What to work on →
Work through the listing below and state how many of its lines hold the word "asphalt". Give no other output.

Records for this exercise →

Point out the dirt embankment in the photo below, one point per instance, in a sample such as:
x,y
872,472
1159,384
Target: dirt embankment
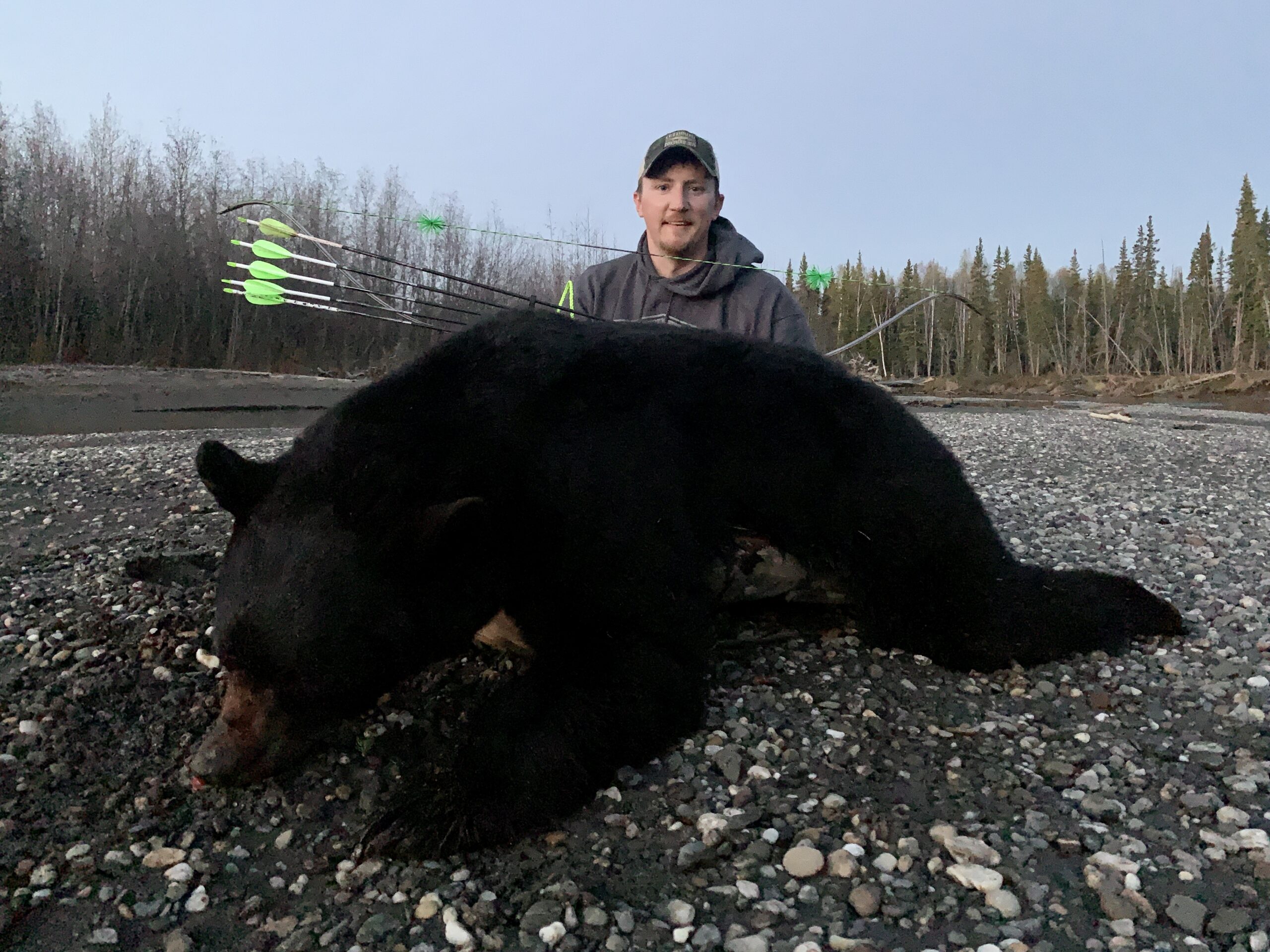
x,y
93,399
1249,391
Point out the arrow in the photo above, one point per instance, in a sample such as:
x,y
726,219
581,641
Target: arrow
x,y
276,229
271,272
270,300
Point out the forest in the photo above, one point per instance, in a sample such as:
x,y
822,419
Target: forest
x,y
112,252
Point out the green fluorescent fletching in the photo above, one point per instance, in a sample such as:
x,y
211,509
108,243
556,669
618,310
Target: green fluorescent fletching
x,y
266,289
264,298
431,226
267,272
267,249
818,280
275,229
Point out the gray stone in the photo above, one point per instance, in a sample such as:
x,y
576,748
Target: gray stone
x,y
378,927
1228,919
867,900
706,937
1188,913
1101,808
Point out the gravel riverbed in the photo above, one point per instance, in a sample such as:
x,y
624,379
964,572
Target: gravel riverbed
x,y
840,797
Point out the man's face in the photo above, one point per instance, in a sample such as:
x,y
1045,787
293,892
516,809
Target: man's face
x,y
677,206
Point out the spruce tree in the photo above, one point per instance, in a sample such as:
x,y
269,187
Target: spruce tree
x,y
980,330
1250,276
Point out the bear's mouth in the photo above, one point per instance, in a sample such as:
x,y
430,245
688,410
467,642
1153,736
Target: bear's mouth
x,y
252,738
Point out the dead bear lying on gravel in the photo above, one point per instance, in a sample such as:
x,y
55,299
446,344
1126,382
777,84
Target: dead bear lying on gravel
x,y
583,477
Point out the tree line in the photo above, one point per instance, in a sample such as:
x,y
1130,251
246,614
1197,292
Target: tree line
x,y
112,252
1135,318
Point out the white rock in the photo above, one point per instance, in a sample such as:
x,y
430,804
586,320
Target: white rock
x,y
978,878
163,857
803,861
842,865
886,862
1004,901
1253,839
198,900
44,875
1114,862
680,913
711,822
943,832
553,933
1232,815
181,873
430,904
457,936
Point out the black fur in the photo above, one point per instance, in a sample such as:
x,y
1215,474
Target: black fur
x,y
602,469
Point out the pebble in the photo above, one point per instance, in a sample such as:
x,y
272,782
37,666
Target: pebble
x,y
181,873
886,862
1228,921
1004,901
198,900
867,900
44,875
456,935
1188,913
978,878
706,937
680,913
842,865
163,857
803,861
967,849
552,933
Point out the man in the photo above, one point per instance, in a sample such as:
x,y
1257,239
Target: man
x,y
693,266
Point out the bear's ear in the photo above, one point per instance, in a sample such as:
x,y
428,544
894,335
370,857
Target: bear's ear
x,y
237,483
455,525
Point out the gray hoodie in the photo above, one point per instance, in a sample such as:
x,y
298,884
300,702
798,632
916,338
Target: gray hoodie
x,y
717,295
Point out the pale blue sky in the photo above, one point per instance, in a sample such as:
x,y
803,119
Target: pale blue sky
x,y
902,130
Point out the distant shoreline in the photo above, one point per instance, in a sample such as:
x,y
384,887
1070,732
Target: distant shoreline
x,y
64,399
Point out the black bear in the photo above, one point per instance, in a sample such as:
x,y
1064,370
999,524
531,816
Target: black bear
x,y
581,479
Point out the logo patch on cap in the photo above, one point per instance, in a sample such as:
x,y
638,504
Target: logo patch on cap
x,y
681,139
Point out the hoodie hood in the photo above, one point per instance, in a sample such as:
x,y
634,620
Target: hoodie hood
x,y
728,253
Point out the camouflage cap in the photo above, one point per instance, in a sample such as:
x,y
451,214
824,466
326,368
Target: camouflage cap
x,y
701,150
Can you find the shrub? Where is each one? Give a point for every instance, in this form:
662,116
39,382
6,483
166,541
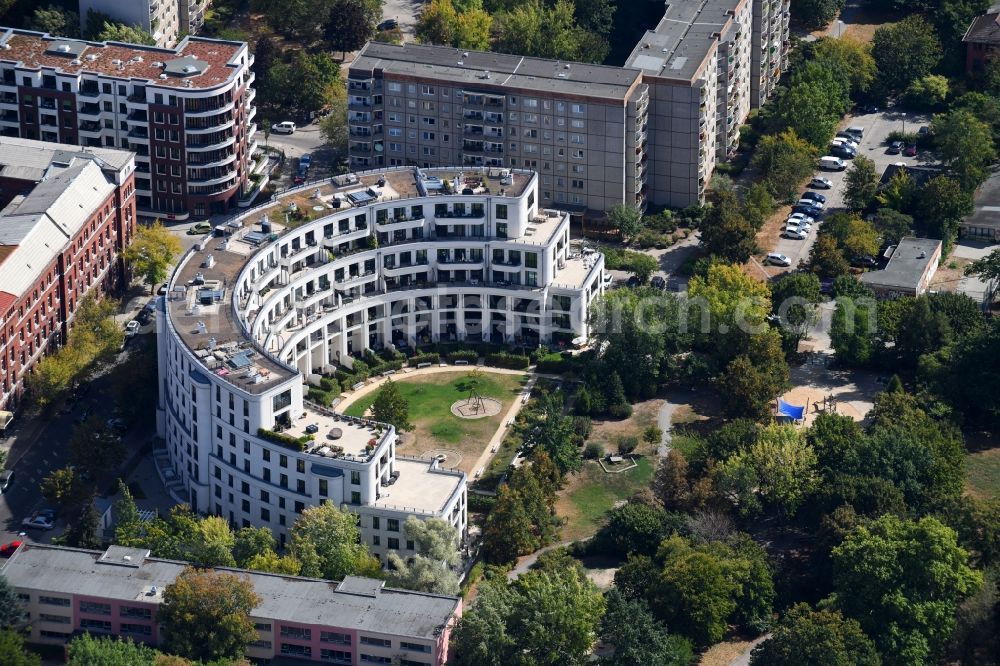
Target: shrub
507,360
463,355
429,357
296,443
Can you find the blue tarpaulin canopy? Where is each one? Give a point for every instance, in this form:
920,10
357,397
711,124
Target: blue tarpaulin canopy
794,412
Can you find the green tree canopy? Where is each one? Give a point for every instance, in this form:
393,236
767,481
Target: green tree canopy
902,580
206,615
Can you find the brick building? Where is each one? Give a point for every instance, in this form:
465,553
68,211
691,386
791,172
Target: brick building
65,214
185,112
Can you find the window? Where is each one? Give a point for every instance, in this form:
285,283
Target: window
95,608
53,601
380,642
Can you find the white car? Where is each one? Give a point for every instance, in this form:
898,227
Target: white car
39,521
810,202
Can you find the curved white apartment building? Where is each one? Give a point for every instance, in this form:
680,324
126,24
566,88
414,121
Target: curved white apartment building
400,256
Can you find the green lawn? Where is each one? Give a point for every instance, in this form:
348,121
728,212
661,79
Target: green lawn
593,493
983,473
430,399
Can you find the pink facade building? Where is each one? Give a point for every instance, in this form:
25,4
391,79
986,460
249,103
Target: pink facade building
117,592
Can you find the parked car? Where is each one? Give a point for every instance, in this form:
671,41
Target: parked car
864,262
8,549
38,521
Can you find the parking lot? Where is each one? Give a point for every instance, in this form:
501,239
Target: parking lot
877,128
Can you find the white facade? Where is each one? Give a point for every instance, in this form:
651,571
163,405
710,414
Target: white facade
251,317
160,18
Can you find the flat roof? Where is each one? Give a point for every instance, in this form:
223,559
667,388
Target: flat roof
420,487
907,264
683,39
213,59
485,70
128,574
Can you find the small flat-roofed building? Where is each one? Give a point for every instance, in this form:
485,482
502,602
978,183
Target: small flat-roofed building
118,592
909,271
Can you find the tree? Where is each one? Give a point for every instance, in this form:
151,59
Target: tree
904,51
902,580
725,232
815,14
826,259
349,26
63,487
334,538
87,650
13,652
793,300
637,637
333,127
892,225
432,567
391,407
543,617
206,615
862,182
965,145
153,248
119,32
819,637
82,532
13,614
781,466
273,563
249,542
626,219
56,21
784,160
928,92
754,379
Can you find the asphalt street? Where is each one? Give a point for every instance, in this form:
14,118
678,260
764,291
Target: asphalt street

Solution for this problem →
2